# AIM A
Answer these questions using the Kaufman interview:
(i) How many chapters does Verb Your Enthusiasm have?
(ii) For how many years was Kaufman a reporter and critic?
(iii) Over what platform was the interview conducted?
# AIM B
List every form of daily language that the Kaufman interview names as demanding to be understood beneath the surface.
# AIM C
Carry on the Kaufman interview, starting after its final sentence.

“Dream and truth dance together in the writer’s mind,” as Pulitzer-Prize winning critic Sarah L. Kaufman teaches us in her new book, Verb Your Enthusiasm. Decades of translating dance into language as a critic for The Washington Post drove Kaufman to become an expert observer of detail.
Part style manual and part philosophy of excellent writing, Kaufman focuses in this book on the versatility of verbs, empowering writers to pay closer attention to the world and bring their creativity and perception to the surface. Drawing on a wide variety of examples—from George Orwell to Anton Chekov to Patricia Highsmith—she encourages writers to sharpen and enliven their own work by harnessing the power of verbs, without sacrificing clarity or grace. Across eleven chapters, Kaufman asks us to consider how a single, well-chosen verb can tilt a piece of writing toward precision or possibility, toward clarity or confusion. Verb Your Enthusiasm feels especially resonant now, when so much of our daily language—articles, texts, social media posts, emails—demands not just to be read, but to be understood beneath the surface.
I had the pleasure of speaking with Kaufman over Zoom about writing, neuroscience, and “verbing” as an act of resistance. This interview has been edited for length and clarity.

The Rumpus: How did your time as chief dance critic and senior arts reporter for The Washington Post shape your writing and eventually lead you to writing this book?
Sarah L. Kaufman: I was a reporter and critic for thirty years. As a reporter, you’re telling true stories. You can’t make anything up. As a critic, you’re giving an analysis and an evaluation, but you can bring in your opinion. You have to have a strong opinion. It’s more interesting to read. You need to first observe the world you’re in, think through how you feel about it, and then be able to make a case for those feelings. And generally, as a writer, you want to persuade people that you’re seeing a true picture; you’re giving a true sense of an authentic moment.
Dance is all action, even when there’s no action. There may be slow moments, moments of stillness and quiet, but that’s part of the overall movement picture, the artistic makeup, the choreography. That’s where verbs come in. As a dance critic, one of my goals was to recreate the performance, to give the reader the experience of being there. What unusual verbs could I use to really spark those feelings and instantly give a picture of what was happening?
I didn’t set out to make my mark with verbs. It organically came from what I was trying to do as a critic, from the art form I was working with. I’ve always liked writing manuals, language books, grammar. I’m that kind of a nerd! I thought: “Verbs as a matter of style—has anyone ever written about that? It would be a really interesting challenge,” I thought, “to examine that in a book and convey what I believe is a pillar of good writing.”

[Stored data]
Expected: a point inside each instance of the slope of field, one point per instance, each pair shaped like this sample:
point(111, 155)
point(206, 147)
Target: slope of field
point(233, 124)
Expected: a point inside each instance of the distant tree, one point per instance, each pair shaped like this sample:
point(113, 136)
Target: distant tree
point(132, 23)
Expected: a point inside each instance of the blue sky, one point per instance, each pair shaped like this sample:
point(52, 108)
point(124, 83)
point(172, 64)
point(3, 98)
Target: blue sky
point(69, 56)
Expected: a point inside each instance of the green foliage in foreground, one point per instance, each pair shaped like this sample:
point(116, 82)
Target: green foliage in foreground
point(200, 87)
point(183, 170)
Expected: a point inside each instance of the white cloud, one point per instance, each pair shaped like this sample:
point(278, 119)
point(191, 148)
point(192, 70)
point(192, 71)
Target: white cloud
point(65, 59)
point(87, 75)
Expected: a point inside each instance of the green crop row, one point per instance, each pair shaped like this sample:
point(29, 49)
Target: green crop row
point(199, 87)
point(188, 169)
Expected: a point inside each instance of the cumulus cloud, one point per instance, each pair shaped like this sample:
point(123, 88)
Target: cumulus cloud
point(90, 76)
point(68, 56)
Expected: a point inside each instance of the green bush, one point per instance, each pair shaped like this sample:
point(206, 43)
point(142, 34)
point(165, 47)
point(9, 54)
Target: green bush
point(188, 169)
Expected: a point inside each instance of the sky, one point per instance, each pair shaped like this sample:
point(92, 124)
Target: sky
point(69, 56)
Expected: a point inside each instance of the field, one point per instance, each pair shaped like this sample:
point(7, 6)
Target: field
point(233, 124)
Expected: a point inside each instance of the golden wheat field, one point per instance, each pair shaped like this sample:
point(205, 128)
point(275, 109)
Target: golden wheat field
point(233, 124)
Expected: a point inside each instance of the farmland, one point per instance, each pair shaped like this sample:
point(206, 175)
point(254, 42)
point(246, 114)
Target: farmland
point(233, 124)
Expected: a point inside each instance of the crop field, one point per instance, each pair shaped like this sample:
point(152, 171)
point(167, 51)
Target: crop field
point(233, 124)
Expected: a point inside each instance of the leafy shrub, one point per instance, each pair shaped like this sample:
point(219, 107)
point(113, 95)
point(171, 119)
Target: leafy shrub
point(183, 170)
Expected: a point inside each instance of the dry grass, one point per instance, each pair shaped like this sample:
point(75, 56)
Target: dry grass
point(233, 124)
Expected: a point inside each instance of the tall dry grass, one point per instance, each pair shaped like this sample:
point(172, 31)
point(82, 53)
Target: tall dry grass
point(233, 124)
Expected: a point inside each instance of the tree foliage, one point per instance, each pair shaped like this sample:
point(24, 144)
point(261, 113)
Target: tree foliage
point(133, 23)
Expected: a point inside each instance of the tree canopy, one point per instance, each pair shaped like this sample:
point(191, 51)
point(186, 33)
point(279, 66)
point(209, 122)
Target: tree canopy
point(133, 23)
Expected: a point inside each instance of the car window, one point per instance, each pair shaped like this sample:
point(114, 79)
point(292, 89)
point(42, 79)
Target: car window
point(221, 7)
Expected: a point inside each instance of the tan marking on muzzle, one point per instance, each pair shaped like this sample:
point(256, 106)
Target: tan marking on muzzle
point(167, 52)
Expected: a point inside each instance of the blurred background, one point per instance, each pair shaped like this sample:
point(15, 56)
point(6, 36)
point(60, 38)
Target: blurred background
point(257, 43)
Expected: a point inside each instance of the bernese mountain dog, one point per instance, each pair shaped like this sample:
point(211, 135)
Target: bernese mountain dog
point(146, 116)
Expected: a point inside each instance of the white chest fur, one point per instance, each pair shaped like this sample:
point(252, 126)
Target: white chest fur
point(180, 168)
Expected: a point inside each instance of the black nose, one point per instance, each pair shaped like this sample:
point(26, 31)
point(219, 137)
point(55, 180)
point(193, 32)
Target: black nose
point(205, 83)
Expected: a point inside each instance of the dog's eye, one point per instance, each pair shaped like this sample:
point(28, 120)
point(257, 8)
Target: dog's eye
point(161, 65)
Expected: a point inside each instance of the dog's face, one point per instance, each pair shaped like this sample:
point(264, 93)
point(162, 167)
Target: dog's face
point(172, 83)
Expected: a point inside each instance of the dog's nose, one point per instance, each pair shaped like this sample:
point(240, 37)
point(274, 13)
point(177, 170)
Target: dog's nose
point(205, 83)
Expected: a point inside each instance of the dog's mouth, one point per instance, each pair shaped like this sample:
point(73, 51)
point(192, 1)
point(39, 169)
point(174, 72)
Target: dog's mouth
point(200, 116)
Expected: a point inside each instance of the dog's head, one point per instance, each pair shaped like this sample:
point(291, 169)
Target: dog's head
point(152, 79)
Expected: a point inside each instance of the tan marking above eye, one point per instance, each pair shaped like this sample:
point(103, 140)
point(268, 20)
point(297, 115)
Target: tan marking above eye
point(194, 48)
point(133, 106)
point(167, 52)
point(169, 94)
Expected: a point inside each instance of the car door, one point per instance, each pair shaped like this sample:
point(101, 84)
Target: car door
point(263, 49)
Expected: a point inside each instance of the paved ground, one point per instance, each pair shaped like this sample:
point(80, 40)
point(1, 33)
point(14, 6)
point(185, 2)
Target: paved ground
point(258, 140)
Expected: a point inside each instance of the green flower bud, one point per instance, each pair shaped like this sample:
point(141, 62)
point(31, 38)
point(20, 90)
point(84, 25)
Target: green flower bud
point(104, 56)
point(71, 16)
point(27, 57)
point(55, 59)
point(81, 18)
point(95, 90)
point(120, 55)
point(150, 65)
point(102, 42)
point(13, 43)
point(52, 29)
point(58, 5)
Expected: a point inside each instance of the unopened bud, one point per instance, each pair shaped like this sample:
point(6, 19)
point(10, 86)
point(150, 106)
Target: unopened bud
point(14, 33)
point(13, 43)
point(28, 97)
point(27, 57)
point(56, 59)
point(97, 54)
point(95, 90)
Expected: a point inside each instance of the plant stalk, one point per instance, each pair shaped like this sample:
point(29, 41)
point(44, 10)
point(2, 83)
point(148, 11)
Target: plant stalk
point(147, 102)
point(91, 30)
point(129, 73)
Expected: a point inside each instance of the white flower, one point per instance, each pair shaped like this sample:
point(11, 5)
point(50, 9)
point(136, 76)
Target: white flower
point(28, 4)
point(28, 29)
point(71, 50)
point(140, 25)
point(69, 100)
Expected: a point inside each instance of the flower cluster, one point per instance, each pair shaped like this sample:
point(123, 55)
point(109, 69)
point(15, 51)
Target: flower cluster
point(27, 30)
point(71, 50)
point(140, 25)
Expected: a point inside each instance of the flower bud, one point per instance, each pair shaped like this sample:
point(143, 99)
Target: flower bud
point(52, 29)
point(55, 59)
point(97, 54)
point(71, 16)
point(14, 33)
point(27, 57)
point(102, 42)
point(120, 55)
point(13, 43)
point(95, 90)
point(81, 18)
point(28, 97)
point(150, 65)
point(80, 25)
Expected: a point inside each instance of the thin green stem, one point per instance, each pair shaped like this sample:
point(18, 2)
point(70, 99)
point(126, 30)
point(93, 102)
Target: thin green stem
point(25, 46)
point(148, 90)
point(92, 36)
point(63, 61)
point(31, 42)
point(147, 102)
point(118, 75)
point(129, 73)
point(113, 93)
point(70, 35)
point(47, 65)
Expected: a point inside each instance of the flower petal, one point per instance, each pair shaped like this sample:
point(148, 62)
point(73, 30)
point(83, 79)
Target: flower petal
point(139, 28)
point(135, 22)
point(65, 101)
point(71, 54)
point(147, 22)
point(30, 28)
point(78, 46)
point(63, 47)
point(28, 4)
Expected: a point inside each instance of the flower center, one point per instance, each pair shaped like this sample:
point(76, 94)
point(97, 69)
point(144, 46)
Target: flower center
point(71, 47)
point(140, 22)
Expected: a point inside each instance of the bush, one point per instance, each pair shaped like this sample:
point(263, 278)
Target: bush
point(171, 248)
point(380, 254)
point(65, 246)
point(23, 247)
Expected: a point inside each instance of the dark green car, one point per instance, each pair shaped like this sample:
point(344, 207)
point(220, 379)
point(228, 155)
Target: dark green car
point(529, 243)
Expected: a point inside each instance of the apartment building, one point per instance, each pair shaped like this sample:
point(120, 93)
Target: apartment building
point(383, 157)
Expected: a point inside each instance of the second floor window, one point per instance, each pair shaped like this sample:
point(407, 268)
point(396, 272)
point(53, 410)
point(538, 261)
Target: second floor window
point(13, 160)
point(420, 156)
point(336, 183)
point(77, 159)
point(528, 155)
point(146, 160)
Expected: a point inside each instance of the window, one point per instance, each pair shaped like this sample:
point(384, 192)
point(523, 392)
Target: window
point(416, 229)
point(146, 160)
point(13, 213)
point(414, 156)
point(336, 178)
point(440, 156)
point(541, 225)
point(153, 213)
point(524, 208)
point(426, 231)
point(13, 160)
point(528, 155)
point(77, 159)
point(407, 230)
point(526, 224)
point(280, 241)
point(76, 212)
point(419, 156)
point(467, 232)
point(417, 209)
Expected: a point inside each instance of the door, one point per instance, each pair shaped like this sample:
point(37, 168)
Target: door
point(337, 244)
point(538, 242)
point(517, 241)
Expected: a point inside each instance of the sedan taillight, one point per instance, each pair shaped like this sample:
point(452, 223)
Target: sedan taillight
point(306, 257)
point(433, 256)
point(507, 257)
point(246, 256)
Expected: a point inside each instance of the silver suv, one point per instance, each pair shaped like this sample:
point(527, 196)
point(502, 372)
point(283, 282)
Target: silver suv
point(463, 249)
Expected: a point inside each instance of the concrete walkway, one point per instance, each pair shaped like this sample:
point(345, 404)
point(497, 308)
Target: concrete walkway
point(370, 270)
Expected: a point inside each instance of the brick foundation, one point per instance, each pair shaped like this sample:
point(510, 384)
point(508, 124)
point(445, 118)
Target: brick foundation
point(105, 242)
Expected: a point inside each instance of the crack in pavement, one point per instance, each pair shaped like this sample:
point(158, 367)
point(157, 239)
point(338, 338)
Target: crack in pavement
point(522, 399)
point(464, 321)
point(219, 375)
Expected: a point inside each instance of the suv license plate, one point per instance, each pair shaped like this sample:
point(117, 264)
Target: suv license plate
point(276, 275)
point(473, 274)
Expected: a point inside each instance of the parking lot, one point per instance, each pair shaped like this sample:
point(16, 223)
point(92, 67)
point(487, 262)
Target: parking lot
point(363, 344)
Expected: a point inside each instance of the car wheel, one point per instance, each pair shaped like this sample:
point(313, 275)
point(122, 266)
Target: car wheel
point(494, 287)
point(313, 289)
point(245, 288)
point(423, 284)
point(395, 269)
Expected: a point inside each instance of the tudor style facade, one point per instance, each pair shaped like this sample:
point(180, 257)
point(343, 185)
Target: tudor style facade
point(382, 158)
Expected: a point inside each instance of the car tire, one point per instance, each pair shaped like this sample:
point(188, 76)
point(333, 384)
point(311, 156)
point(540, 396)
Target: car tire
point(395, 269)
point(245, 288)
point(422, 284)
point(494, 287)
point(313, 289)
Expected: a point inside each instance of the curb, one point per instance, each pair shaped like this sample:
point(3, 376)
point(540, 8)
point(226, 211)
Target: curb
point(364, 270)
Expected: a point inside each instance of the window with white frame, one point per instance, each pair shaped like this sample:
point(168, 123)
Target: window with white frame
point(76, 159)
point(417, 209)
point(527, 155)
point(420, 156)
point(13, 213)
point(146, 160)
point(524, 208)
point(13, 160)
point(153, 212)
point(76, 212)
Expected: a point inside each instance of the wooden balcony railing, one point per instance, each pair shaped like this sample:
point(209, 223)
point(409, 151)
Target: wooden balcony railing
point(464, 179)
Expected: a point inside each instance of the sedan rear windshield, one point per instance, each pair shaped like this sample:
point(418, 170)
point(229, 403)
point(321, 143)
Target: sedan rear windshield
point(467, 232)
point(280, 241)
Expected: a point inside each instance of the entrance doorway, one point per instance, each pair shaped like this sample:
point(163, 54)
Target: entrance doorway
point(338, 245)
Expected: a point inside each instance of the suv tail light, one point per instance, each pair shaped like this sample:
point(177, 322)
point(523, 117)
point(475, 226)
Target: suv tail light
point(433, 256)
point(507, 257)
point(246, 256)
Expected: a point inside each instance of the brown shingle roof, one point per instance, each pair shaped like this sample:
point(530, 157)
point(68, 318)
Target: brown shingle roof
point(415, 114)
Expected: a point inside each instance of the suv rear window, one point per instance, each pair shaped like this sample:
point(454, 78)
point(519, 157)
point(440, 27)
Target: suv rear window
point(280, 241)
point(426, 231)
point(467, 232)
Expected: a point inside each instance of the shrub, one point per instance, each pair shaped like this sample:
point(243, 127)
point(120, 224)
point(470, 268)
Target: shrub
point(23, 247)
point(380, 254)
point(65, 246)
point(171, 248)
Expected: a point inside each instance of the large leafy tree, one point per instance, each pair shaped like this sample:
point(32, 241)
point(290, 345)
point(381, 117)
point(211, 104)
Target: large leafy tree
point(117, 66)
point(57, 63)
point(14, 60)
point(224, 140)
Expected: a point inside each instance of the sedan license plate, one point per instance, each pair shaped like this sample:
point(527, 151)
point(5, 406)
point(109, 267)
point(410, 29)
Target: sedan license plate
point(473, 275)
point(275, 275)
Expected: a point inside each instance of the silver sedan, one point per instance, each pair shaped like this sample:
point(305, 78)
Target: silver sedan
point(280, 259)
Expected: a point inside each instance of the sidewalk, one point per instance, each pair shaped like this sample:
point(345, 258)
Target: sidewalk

# RESULT A
(i) Eleven
(ii) Thirty
(iii) Zoom

# RESULT B
Articles, texts, social media posts, emails

# RESULT C
Rumpus: I love that you call verbs the “Cate Blanchetts of language.” They’re “flexible, shape-shifting, fascinating all-arounders that take on different roles—action word, adjective, or noun—with grace and energy.”
Kaufman: It’s my dance critic brain. Cate Blanchett is a very physical performer. Her whole aspect of a character is grounded in behaviors and mannerisms: the way she walks, the way she holds her chest, the thrust of her shoulders, the dip of them. There’s so much to her physicality that springs from how she’s prepared, researched, and feels the character she’s embodying. I like the sense of a live performance she conveys, even on film. She’s also so versatile. She can be Bob Dylan. She can be Blanche DuBois. She can be tough and frightening, or tender and vulnerable. She has an enormous amount of range and subtlety.
She seemed a perfect analogy for what I was trying to express with verbs. Verbs are so versatile. They’re about action, existence. They’re the words we use to describe being, becoming, appearing, the state of existing in the world and the whole circus of it. They can become adjectives, nouns. We can invent them at will. We can mush them together. We can make them out of nothing.
Rumpus: You write, “the body speaks its own language,” and that we translate it best through verbs. How does writing about movement impact the reader’s experience?
Kaufman: We have an instinct for movement. Our brains are a motor system. Our brains love to make us move, make our blood beat, our breath go in and out, our muscles move. We’re also keen to look at movement: Our eyes follow it. It’s natural that in the living real world, that’s what we notice.
Movement metaphors are extremely powerful in terms of bringing images to our minds. To bring body language into how you describe someone you’re writing about is a really rich way to show, not tell. The phrases that stay in my mind from books I’ve read are these vivid movement pictures. Like Hemingway in The Sun Also Rises. When Lady Brett Ashley first comes on the scene, he talks about how she walked with a lot of “lateral movement.” He doesn’t overdescribe. It really gives you that first step in understanding her as this wild, free spirit.
We can easily fall into more interiority—what a person’s thinking, how they’re feeling—but how revealing it can be to get them moving! Show us the character being a free spirit, or how they’re an introvert, how they’re observant, how they’re always monitoring everyone in the room. Show us something we can picture in our mind and feel, so we can actually have a part in sculpting that character for ourselves.
Rumpus: Books rich with interiority are popular these days. I’m thinking of novels like My Year of Rest and Relaxation by Ottessa Moshfegh where the narrator lays in bed for an entire year. How can writers successfully balance interiority with movement and action?
Kaufman: I do love interiority. That’s the beautiful gift of the novel, to bring us inside people. I wouldn’t want to throw that away. Think of having a mix. It’s another tool to be able to get a character moving now and then.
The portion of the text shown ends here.